*Data supplied*
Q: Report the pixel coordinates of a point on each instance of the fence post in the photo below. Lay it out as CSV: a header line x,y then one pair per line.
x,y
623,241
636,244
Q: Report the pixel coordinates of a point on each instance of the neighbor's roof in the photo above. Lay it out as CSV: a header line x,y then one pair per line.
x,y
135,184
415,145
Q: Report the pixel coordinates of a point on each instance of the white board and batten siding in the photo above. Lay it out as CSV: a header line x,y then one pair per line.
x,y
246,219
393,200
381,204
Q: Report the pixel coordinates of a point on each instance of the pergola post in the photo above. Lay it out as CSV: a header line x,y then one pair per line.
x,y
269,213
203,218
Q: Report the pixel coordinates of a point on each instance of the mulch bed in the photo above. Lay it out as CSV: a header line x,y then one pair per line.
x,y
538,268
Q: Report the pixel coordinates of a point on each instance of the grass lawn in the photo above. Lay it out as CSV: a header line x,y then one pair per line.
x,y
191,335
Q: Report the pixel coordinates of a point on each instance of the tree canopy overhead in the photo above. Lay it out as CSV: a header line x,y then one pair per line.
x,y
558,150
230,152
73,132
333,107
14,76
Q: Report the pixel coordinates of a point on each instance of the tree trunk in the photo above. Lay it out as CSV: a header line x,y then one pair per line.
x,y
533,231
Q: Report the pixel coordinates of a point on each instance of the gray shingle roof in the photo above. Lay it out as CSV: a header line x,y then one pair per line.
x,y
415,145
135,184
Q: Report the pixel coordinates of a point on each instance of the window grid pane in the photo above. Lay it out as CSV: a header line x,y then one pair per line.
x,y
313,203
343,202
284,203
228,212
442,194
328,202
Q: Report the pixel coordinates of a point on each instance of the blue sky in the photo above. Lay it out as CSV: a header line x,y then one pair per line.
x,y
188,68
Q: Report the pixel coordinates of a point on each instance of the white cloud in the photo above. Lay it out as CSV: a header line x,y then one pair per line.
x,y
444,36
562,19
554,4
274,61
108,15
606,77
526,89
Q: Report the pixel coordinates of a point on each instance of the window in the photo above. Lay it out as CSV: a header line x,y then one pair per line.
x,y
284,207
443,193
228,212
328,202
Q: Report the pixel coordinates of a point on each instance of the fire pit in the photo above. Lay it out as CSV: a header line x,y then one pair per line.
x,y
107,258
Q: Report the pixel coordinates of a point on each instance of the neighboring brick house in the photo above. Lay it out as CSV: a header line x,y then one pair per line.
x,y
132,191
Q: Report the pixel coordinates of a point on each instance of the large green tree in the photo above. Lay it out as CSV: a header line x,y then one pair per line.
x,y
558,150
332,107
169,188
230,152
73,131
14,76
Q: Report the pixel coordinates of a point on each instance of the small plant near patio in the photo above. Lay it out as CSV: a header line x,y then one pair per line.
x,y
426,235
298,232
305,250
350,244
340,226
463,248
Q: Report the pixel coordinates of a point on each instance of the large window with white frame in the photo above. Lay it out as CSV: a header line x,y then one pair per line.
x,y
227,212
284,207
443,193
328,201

*Given request*
Begin at the line that contains "of the fire" and stop after the last line of the records. Write out every line in that span again, requests included, and add 100 to each x and y coordinate in the answers.

*Complete output*
Q: Report the pixel coordinates of a point on each instance of the fire pit in the photo above. Lay it out as CSV: a header line x,y then one pair per line.
x,y
207,358
Q: Report the pixel coordinates of a point on each instance of the neighboring brick house in the photo above. Lay it out as CSV: a header line x,y then one pair per line.
x,y
232,291
Q: Report the pixel coordinates of a point on each instance of the large green tree in the photo above. Lay it out as CSV: a header line x,y then one pair per line.
x,y
658,250
432,207
269,288
330,252
173,231
114,176
Q: Report the pixel coordinates of a point on each instance of the small plant near patio in the photo above. Lay it out as CSV: a header line x,y then one pair per line.
x,y
526,335
398,332
405,350
450,344
440,326
563,348
Q: Report the pixel coordinates of a point on each instance of the large window with white frame in the photo above. Lay it out as CSV: a header line x,y then one pair per line.
x,y
327,312
384,307
543,293
428,301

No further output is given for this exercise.